==== The records ====

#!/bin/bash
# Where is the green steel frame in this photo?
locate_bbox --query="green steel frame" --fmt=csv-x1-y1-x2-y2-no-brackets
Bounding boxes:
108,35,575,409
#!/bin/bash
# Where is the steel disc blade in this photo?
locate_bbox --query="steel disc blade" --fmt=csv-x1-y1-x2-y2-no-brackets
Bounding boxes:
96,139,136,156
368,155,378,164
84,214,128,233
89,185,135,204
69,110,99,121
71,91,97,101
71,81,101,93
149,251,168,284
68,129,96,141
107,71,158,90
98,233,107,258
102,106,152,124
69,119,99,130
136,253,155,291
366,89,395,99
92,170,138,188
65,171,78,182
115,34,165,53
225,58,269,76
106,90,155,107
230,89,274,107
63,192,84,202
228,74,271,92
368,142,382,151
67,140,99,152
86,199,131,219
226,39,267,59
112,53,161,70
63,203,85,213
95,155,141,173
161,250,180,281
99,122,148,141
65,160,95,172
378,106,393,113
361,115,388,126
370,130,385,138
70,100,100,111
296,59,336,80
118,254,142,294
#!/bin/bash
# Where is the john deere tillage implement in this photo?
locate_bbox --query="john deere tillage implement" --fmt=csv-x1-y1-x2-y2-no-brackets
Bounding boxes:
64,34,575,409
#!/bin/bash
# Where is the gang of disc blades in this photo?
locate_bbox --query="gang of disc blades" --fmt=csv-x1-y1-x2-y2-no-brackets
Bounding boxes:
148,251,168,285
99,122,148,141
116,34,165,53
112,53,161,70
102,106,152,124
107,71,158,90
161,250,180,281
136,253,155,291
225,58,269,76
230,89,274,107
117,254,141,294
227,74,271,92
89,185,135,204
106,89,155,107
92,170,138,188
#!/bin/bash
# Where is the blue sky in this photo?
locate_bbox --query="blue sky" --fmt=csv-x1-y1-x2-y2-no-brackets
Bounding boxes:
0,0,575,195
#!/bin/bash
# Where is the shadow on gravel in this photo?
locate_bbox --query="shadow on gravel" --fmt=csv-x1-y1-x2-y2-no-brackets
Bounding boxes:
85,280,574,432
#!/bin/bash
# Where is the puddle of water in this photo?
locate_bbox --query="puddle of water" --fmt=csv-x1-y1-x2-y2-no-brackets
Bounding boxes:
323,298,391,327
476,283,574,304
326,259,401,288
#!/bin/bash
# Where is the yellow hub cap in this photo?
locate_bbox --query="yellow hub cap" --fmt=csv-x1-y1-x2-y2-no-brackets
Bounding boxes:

====

_Work to be completed_
In the records above, how many lines include "water"? Reply only with the number.

_Result of the task_
2